EXERCISE INSTRUCTIONS »
- A) In the passage on COBRA premium subsidies, what percentage of the premium cost would the proposals cover?
- B) Write the next part of the passage on COBRA premium subsidies, starting after its final sentence.

SOURCE DOCUMENT »
- - - - -

Both the Ways and Means proposal and the Education and Labor proposal would subsidize 85 percent of the cost of premiums for COBRA continuation coverage for workers who are laid off or have reduced hours. The subsidy would begin the first month after the new law is enacted and extend through September 30, 2021. This subsidy would not count towards an individual’s gross income and would be treated as an advance refundable payroll tax credit. COBRA subsidies have been considered in prior COVID-19 packages in the House, and Congress authorized similar (albeit less generous) subsidies during prior economic crises.

The proposals incorporate the current list of existing qualifying events for COBRA continuation coverage and provide an extended period to enroll. Those who have not yet enrolled in COBRA continuation coverage or who were enrolled but discontinued that coverage could opt into subsidized COBRA continuation coverage beginning on the first day of the first month after enactment through 60 days after the group health plan notifies the individual of the extended election period. Any individual who is denied access to subsidies could file a request for expedited review by the Secretary of Labor or the Secretary of Health and Human Services. An eligibility determination would be provided within 15 business days of a request.

- - - - -

SUPPLIED ENTRIES »
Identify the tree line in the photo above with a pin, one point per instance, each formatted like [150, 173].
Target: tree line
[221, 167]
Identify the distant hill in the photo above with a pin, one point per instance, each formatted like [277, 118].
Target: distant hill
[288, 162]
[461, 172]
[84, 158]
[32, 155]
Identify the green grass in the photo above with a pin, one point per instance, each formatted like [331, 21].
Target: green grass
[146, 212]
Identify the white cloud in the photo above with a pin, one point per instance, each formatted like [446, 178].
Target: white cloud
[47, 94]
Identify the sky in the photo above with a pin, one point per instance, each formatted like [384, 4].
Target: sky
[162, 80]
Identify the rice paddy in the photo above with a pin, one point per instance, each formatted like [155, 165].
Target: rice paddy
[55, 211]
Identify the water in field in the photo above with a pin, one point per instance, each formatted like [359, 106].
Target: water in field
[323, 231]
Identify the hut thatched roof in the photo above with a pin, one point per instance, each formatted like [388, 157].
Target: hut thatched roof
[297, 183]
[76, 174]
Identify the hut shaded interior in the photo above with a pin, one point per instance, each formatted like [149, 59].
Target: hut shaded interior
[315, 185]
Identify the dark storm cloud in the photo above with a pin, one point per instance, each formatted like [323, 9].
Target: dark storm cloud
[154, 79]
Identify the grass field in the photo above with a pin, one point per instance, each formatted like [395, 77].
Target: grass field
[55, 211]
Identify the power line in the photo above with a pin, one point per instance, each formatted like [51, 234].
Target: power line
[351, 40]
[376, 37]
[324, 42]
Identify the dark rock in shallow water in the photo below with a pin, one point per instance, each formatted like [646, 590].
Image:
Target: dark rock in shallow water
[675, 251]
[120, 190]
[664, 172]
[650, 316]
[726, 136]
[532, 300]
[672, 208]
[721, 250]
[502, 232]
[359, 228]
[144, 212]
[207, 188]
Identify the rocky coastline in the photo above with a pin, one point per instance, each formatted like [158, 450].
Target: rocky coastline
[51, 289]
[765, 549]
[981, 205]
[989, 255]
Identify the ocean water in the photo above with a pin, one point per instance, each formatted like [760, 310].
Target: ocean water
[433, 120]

- - - - -

ANSWERS BY ITEM NUMBER »
- A) 85 percent

- B)
COBRA subsidies are not available to those who are eligible to enroll in another group health plan, a flexible spending arrangement, a qualified small employer health reimbursement arrangement, or Medicare. Individuals who fail to notify their health plan that they are no longer eligible for the COBRA subsidy may face financial penalties.

Finally, employers and group health plans would be required to provide several new notices to those who become eligible for COBRA continuation coverage. Notices would address the availability of the new subsidies, the option to enroll in different coverage as available, the extended period to enroll in COBRA continuation coverage, and the expiration of the premium assistance. Federal officials would be tasked with developing model notices for these purposes and conducting outreach and public education. The Department of Labor and other agencies would be granted implementing authority and $10 million in implementation funds.